*PASSAGE TO READ:*

Being a Georgian and a kiddie volunteer for Jimmy Carter’s first gubernatorial contest in 1966, I thought I was an expert on Most Things Jimmy. But Rick Perlstein, who was seven years old when Carter became our 39th president, has unearthed a proud moment of that presidency which I and probably others watching at the time had all but forgotten: a 1977 election reform initiative which still seems bold in its clear purpose and scope.
Everyone loved to talk about voter apathy, but the real problem, Carter said, was that “millions of Americans are prevented or discouraged from voting in every election by antiquated and overly restricted voter registration laws”—a fact proven, he pointed out, by record rates of participation in 1976 in Minnesota, Wisconsin, and North Dakota, where voters were allowed to register on election day. So he proposed that election-day registration be adopted universally, tempering concerns that such measures might increase opportunities for fraud by also proposing five years in prison and a $10,000 fine as penalties for electoral fraud.
He asked Congress to allot up to $25 million in aid to states to help them comply, and for the current system of federal matching funds for presidential candidates to be expanded to congressional elections. He suggested reforming a loophole in the matching-fund law that disadvantaged candidates competing with rich opponents who funded their campaigns themselves, and revising the Hatch Act to allow federal employees “not in sensitive positions,” and when not on the job, the same rights of political participation as everyone else.

*TASK ITEM:* Can you write out the stretch of the Carter election-reform passage from "He asked Congress" through "as everyone else.", word for word? The data that follows isn't needed for anything here.

*INFORMATION:*
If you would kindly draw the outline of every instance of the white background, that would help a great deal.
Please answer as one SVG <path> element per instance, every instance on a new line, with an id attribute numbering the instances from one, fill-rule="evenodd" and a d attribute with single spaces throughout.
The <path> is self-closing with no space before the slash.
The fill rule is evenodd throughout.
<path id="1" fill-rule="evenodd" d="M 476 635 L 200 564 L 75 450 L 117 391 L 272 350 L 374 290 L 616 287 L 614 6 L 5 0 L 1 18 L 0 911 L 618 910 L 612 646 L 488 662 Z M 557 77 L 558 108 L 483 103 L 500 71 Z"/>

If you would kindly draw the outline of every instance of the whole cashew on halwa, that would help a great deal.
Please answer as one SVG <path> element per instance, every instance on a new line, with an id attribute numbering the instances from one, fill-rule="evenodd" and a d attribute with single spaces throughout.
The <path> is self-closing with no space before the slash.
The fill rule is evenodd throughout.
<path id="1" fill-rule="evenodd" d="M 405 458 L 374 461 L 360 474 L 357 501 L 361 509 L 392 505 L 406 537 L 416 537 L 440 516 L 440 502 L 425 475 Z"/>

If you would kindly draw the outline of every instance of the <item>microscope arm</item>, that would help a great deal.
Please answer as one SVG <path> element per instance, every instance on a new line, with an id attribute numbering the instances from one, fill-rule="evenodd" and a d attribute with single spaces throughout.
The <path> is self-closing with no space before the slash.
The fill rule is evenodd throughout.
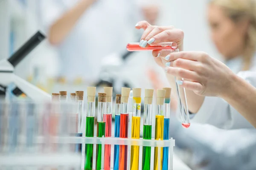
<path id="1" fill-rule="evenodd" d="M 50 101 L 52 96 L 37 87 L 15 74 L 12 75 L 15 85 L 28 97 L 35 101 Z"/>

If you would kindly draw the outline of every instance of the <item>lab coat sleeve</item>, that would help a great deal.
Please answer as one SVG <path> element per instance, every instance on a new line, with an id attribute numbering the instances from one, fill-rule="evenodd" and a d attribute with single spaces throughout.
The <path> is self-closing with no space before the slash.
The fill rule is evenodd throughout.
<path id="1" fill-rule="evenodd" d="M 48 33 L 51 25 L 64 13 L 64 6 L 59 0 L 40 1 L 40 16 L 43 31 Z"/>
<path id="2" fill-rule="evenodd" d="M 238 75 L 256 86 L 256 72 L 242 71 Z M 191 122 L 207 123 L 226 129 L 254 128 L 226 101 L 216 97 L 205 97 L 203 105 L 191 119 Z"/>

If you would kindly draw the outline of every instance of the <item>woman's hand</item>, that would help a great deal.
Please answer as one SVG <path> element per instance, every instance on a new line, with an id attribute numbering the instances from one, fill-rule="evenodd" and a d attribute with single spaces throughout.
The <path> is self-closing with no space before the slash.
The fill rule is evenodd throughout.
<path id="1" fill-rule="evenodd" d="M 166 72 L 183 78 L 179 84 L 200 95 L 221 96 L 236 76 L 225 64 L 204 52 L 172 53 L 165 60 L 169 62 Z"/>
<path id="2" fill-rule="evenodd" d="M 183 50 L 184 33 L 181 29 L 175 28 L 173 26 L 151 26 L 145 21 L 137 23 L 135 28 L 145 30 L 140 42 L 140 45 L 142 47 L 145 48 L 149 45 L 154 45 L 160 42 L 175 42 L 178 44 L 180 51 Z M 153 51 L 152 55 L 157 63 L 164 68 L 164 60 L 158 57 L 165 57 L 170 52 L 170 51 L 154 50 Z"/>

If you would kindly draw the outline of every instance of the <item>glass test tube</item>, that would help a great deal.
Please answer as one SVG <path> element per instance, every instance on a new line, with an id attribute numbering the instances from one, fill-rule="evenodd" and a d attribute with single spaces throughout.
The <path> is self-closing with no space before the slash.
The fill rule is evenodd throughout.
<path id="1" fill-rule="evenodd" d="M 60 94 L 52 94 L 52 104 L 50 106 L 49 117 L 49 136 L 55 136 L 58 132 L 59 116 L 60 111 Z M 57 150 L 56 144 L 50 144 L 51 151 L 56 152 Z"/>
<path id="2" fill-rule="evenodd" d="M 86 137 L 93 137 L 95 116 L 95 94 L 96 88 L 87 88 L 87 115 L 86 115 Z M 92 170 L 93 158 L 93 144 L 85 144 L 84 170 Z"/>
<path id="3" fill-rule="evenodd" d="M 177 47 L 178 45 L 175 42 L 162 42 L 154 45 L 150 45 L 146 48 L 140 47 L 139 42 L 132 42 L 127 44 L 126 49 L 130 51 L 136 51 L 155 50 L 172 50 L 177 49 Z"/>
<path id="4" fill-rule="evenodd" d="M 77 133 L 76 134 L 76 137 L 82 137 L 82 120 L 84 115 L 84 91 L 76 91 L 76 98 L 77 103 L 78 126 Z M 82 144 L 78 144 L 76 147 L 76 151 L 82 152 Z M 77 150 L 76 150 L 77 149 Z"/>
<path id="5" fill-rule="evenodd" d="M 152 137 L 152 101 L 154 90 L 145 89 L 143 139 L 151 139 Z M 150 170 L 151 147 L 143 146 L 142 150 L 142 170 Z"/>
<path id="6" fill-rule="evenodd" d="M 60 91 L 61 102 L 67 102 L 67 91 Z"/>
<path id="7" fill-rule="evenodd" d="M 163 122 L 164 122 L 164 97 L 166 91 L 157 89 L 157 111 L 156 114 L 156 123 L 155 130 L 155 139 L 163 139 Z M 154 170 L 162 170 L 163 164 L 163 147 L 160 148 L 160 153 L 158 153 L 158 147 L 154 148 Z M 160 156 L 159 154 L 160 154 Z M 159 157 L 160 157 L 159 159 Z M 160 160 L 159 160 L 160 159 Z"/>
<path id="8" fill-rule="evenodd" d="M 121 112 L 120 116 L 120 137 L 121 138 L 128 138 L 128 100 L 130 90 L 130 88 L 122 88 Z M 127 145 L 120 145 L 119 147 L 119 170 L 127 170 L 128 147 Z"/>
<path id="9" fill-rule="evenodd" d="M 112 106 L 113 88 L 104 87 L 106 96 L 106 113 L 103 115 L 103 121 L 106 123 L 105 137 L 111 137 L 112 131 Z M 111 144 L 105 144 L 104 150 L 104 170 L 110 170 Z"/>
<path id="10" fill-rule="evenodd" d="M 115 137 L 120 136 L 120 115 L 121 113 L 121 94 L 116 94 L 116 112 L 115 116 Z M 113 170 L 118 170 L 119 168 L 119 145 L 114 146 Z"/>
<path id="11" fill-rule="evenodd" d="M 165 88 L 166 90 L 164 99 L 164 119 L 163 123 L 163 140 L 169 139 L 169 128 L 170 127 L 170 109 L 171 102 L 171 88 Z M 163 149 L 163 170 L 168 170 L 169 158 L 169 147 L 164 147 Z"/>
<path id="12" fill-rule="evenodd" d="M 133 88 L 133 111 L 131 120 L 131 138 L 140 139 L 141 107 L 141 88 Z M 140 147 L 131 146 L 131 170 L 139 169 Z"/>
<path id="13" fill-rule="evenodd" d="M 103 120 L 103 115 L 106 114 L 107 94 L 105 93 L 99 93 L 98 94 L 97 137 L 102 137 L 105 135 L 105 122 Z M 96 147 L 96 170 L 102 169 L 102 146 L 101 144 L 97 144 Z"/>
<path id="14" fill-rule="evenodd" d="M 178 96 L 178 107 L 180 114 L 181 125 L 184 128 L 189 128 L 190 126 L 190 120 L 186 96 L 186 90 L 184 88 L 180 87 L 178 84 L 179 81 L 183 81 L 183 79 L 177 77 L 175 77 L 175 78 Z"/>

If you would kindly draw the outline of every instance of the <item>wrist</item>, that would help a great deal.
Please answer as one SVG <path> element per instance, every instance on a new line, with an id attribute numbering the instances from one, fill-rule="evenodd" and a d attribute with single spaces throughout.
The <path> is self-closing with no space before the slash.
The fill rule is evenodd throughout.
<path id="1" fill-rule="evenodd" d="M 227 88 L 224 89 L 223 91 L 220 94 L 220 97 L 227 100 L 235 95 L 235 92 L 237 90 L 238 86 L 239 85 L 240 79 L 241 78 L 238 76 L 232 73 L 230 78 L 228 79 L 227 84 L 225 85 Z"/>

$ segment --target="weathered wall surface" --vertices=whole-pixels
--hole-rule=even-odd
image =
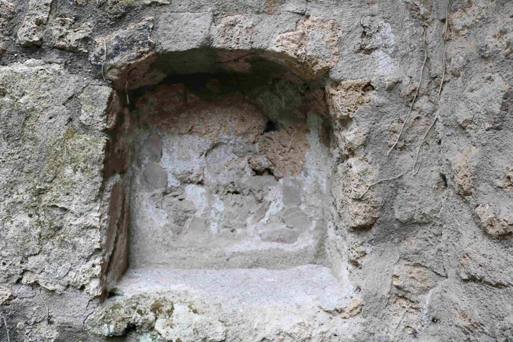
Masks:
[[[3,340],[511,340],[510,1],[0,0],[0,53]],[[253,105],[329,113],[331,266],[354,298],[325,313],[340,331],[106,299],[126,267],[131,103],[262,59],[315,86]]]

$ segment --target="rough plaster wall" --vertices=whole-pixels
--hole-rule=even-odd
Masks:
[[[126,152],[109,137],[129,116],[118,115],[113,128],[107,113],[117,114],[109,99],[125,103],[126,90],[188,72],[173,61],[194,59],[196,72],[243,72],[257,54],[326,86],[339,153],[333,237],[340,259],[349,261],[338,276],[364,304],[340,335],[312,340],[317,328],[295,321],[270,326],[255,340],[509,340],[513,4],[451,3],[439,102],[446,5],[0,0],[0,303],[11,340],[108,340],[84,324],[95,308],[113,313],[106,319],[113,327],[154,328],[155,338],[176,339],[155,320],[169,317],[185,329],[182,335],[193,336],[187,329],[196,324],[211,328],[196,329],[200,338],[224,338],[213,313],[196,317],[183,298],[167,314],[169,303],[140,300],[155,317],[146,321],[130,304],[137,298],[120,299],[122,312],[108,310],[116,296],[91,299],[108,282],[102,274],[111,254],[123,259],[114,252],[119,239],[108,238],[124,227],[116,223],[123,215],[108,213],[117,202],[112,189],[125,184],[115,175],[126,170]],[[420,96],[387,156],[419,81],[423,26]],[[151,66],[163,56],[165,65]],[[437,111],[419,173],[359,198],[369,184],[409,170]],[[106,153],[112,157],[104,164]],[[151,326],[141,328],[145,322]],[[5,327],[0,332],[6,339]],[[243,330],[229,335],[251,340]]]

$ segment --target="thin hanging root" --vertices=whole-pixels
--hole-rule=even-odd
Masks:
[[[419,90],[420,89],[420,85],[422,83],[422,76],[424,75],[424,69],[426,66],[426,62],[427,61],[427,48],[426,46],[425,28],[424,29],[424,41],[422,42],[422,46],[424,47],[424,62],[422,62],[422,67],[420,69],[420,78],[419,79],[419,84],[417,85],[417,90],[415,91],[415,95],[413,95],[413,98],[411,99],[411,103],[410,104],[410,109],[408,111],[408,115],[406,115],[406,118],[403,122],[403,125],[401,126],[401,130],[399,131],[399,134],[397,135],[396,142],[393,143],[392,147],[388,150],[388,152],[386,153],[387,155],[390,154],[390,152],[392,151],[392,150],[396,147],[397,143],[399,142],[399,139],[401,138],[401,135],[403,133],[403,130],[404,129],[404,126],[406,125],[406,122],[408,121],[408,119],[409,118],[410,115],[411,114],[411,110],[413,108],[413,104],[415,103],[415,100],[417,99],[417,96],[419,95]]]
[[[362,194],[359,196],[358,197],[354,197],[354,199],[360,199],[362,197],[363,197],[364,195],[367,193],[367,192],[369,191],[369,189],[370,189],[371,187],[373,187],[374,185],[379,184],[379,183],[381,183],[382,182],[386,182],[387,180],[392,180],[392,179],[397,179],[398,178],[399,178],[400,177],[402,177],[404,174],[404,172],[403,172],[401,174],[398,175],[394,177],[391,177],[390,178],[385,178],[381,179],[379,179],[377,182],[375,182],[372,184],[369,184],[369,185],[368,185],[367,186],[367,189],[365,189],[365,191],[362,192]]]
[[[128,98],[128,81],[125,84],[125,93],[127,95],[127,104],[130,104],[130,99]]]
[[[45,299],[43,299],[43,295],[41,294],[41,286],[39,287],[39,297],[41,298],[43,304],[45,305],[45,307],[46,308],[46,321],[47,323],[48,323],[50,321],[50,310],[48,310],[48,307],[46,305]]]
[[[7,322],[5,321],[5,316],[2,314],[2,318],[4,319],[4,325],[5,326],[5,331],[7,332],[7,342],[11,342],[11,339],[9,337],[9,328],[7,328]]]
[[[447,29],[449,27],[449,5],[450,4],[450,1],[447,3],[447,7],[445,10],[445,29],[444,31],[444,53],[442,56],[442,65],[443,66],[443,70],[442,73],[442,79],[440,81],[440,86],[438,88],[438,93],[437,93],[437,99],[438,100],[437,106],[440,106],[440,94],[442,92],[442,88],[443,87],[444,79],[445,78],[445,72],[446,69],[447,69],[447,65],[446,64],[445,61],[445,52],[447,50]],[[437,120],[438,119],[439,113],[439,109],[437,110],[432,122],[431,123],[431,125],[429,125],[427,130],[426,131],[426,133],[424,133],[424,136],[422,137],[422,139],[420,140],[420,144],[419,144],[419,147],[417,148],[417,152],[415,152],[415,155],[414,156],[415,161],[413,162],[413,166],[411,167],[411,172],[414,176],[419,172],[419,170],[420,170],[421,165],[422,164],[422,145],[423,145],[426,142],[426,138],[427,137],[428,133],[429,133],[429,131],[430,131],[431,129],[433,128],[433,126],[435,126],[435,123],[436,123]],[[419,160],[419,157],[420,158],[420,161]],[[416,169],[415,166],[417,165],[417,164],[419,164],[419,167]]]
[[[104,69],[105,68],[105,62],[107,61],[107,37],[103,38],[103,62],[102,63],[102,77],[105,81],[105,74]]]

*TASK ANSWER:*
He asked Congress to allot up to $25 million in aid to states to help them comply, and for the current system of federal matching funds for presidential candidates to be expanded to congressional elections. He suggested reforming a loophole in the matching-fund law that disadvantaged candidates competing with rich opponents who funded their campaigns themselves, and revising the Hatch Act to allow federal employees “not in sensitive positions,” and when not on the job, the same rights of political participation as everyone else.